:: TASK DETAILS ::
Reproduce all of the material below word for word, omitting the pictures.

:: Collection entries ::
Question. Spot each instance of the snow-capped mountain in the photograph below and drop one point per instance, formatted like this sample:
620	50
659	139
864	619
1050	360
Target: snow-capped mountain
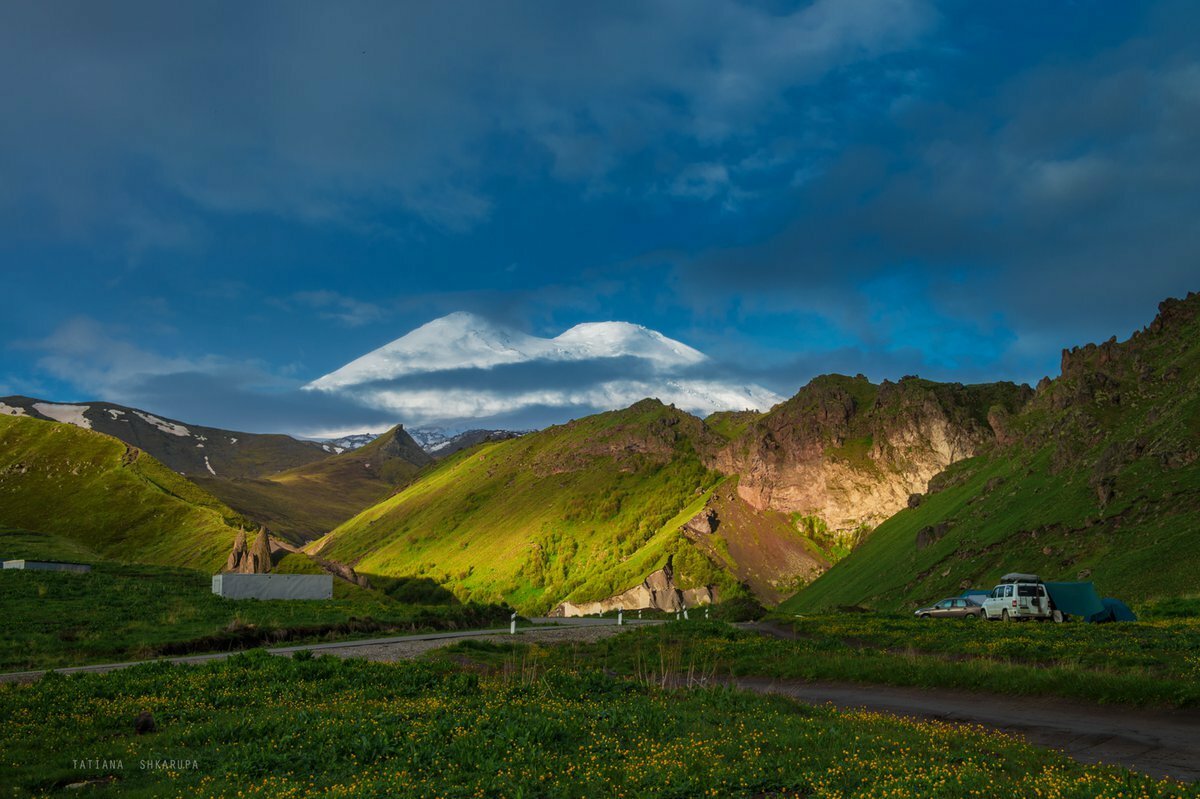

:: EXERCISE SOLUTION ::
Question. Spot each instance of the snow-capped mountain in the photograph below and drop one point per instance, formatted like this sample:
620	50
659	139
864	619
1050	360
Target: snow-capped mountain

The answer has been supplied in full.